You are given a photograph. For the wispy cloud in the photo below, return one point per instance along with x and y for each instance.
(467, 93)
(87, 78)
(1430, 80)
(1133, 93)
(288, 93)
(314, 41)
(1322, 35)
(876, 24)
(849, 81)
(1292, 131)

------------------------------

ACTIVITY: Reproduce the material above. Do not change a word.

RESULT FOR THIS EXERCISE:
You are given a photograph. For the wispy cloud in the photo below, return one point per instance along with x and y for each instance.
(467, 93)
(87, 78)
(1430, 80)
(1133, 93)
(288, 93)
(314, 41)
(1322, 35)
(876, 24)
(849, 81)
(1292, 131)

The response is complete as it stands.